Page extract:
########################################

Principal Component Analysis in 5 Steps

The Principal Component Analysis (PCA) is equivalent to fitting an n-dimensional ellipsoid to the data, where the eigenvectors of the covariance matrix of the data set are the axes of the ellipsoid. The eigenvalues represent the distribution of the variance among each of the eigenvectors. To understand the method, it is helpful to know something about matrix algebra, eigenvectors, and eigenvalues. Here is a n=2 dimensional example to perform a PCA without the use of the MATLAB function pca, but with the function of eig for the calculation of eigenvectors and eigenvalues.

Assume a data set that consists of measurements of p variables on n samples, stored in an n-by-p array. As an example we are creating a bivariate data set of two vectors, 30 data points each, with a strong linear correlation, overlain by normally distributed noise.

clear, clc, close all

rng(0)
data(:,1) = rand(30,1);
data(:,2) = 3.4 + 1.2 * data(:,1);
data(:,2) = data(:,2) + 0.2*rand(size(data(:,1)));
data = sortrows(data,1);

figure
axes('LineWidth',0.6,...
    'FontName','Helvetica',...
    'FontSize',8,...
    'XAxisLocation','Origin',...
    'YAxisLocation','Origin');
line(data(:,1),data(:,2),...
    'LineStyle','None',...
    'Marker','o');
axis equal

The task is to find the unit vector pointing into the direction with the largest variance within the bivariate data set data. The solution of this problem is to calculate the largest eigenvalue D of the covariance matrix C and the corresponding eigenvector V

C * V = λ*V

where

C = data’ * data

which is equivalent to

(C – D * E) V = 0

where E is the identity matrix, which is a classic eigenvalue problem: it is a linear system of equations with the eigenvectors V as the solution.

Step 1

First we have to mean center the data, i.e. substract the univariate means from the two columns, i.e. the two variables of data. In the following steps we therefore study the deviations from the mean(s) only.

data(:,1) = data(:,1)-mean(data(:,1));
data(:,2) = data(:,2)-mean(data(:,2));
Step 2

Next we calculate the covariance matrix of data. The covariance matrix contains all necessary information to rotate the coordinate system.

C = cov(data)

########################################

Required work:
1. In the PCA page, how many data points does each of the two vectors in the example data set contain?
2. Please reproduce the passage of the PCA page starting with "Principal Component Analysis in" and going on through "eigenvectors and eigenvalues.".
3. Name every property that the PCA page sets in its call to the axes function.

########################################

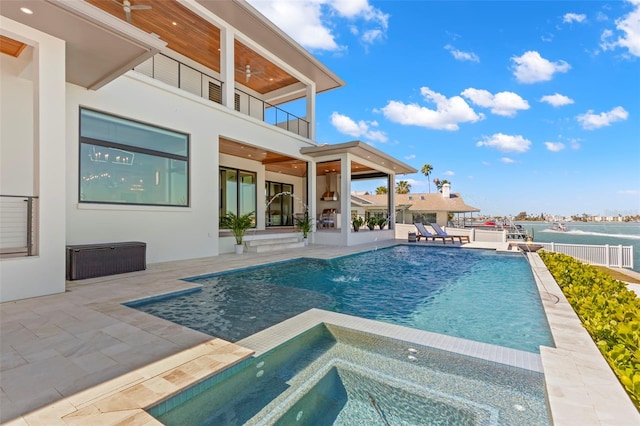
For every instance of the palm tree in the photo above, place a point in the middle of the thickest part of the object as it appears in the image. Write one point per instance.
(403, 187)
(426, 170)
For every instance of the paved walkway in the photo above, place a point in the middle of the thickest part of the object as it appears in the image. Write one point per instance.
(82, 357)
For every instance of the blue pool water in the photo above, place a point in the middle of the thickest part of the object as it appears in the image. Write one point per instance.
(335, 376)
(474, 294)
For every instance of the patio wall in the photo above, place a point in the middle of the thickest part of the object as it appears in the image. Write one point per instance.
(33, 96)
(170, 233)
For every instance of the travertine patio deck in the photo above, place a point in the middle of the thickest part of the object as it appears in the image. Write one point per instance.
(81, 357)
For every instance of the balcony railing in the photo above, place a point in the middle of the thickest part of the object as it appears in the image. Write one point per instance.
(171, 71)
(18, 225)
(602, 255)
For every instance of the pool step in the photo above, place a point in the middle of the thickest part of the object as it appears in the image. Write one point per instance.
(271, 244)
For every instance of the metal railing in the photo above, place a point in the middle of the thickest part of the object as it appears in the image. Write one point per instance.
(175, 73)
(18, 225)
(271, 114)
(617, 256)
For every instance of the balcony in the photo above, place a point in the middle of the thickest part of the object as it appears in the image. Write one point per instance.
(175, 73)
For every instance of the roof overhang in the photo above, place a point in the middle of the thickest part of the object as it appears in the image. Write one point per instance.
(363, 151)
(249, 21)
(99, 47)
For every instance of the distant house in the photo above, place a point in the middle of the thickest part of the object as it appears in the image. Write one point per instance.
(410, 208)
(151, 129)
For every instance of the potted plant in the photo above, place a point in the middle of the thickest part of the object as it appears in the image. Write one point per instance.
(238, 225)
(357, 223)
(382, 222)
(304, 225)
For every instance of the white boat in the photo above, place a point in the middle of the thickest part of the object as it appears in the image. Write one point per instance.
(559, 227)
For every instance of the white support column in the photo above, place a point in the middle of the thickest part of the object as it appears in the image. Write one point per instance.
(43, 274)
(311, 110)
(227, 70)
(311, 196)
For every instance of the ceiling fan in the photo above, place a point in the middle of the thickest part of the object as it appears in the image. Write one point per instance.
(247, 72)
(128, 7)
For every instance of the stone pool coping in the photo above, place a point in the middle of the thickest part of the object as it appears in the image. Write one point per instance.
(581, 387)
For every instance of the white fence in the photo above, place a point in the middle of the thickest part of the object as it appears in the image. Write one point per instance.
(602, 255)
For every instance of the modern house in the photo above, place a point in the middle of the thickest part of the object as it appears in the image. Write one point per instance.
(129, 123)
(419, 207)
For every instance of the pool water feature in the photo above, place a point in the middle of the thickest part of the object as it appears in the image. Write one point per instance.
(479, 295)
(334, 375)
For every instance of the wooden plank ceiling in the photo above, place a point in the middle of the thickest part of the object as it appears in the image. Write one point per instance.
(199, 40)
(279, 163)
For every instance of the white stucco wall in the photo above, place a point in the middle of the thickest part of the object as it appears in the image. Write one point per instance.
(16, 133)
(170, 233)
(39, 105)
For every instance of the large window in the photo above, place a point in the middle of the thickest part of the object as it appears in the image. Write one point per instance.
(237, 191)
(127, 162)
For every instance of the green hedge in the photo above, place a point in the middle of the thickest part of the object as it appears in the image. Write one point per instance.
(609, 311)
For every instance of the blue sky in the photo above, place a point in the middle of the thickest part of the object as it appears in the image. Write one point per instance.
(522, 105)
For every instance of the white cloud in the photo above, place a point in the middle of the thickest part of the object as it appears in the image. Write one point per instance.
(312, 22)
(629, 32)
(532, 68)
(505, 143)
(462, 56)
(361, 129)
(591, 121)
(574, 17)
(371, 36)
(554, 146)
(449, 112)
(504, 103)
(557, 100)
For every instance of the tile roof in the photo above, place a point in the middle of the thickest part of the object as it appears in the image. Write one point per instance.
(422, 202)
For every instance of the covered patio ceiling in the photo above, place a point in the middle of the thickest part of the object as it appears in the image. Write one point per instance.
(199, 40)
(99, 47)
(279, 163)
(361, 150)
(102, 45)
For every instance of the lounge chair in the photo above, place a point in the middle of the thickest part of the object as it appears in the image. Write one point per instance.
(440, 232)
(423, 233)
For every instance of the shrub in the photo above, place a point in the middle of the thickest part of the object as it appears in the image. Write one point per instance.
(608, 310)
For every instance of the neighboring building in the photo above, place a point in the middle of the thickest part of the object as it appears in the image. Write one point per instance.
(418, 207)
(150, 130)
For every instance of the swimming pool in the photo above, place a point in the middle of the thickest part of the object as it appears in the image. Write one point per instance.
(336, 375)
(473, 294)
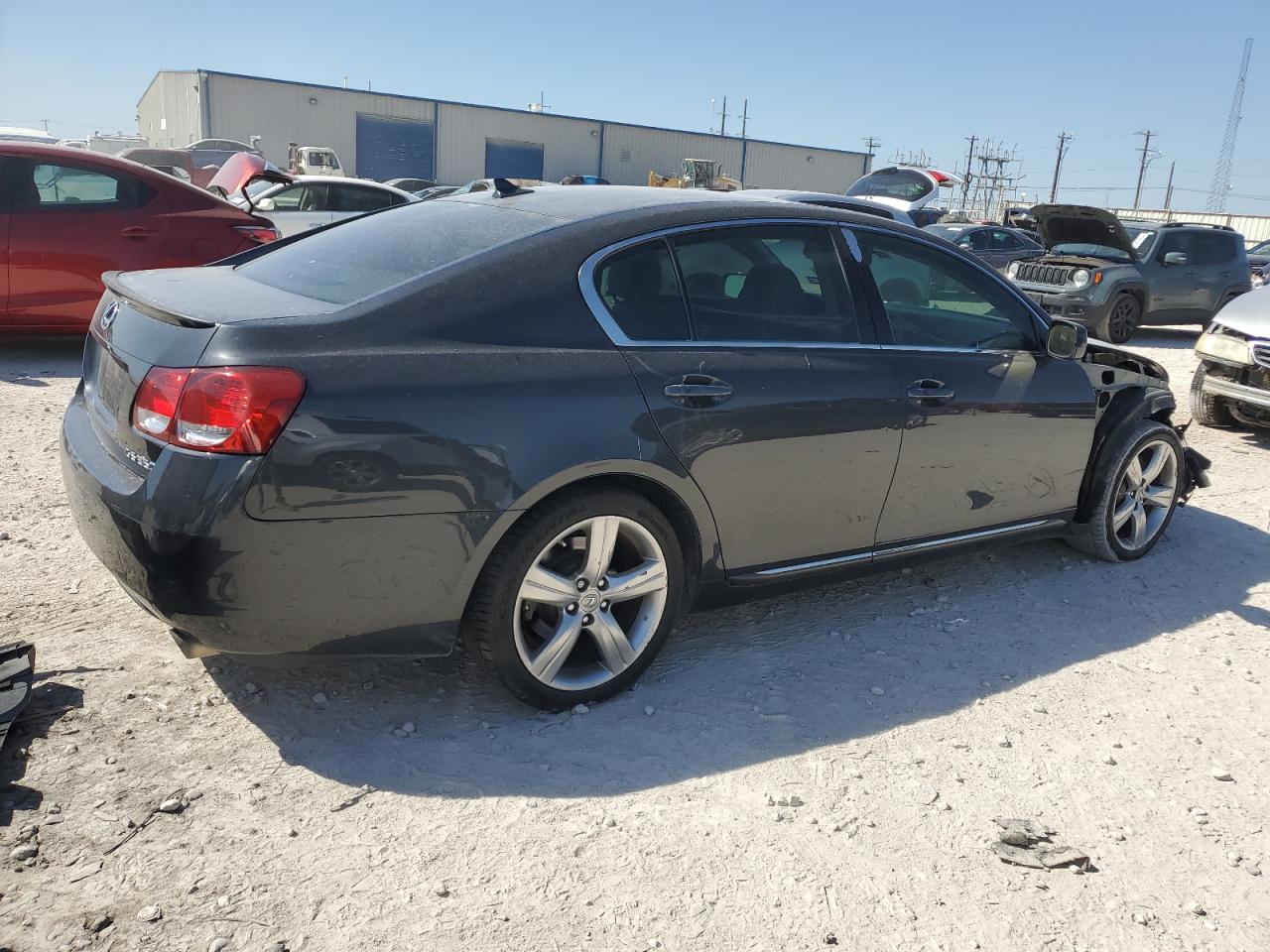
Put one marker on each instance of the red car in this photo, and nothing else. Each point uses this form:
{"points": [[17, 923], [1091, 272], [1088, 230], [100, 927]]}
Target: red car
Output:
{"points": [[67, 214]]}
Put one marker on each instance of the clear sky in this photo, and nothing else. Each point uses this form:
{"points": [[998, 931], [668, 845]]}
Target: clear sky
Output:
{"points": [[917, 75]]}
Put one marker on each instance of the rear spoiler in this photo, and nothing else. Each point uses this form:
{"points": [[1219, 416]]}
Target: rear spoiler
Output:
{"points": [[116, 284]]}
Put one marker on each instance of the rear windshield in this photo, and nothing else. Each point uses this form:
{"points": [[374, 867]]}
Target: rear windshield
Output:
{"points": [[906, 184], [367, 255]]}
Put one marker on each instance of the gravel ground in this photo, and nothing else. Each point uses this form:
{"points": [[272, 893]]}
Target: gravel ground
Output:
{"points": [[368, 805]]}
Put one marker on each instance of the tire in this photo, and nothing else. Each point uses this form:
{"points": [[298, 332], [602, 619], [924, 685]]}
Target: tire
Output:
{"points": [[556, 644], [1101, 537], [1206, 409], [1123, 316]]}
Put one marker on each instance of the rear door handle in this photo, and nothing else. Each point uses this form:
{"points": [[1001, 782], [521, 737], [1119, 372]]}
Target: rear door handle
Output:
{"points": [[930, 393], [698, 390]]}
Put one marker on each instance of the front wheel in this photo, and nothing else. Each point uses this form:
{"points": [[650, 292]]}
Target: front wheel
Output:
{"points": [[578, 598], [1135, 495], [1207, 409], [1121, 318]]}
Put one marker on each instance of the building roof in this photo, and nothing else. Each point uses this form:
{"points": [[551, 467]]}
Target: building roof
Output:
{"points": [[506, 109]]}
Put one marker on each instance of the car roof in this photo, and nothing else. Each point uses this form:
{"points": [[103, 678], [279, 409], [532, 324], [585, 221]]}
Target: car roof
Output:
{"points": [[643, 207]]}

########################################

Answers below:
1. 30 data points each.

2.
Principal Component Analysis in 5 Steps

The Principal Component Analysis (PCA) is equivalent to fitting an n-dimensional ellipsoid to the data, where the eigenvectors of the covariance matrix of the data set are the axes of the ellipsoid. The eigenvalues represent the distribution of the variance among each of the eigenvectors. To understand the method, it is helpful to know something about matrix algebra, eigenvectors, and eigenvalues. Here is a n=2 dimensional example to perform a PCA without the use of the MATLAB function pca, but with the function of eig for the calculation of eigenvectors and eigenvalues.

3. LineWidth, FontName, FontSize, XAxisLocation, YAxisLocation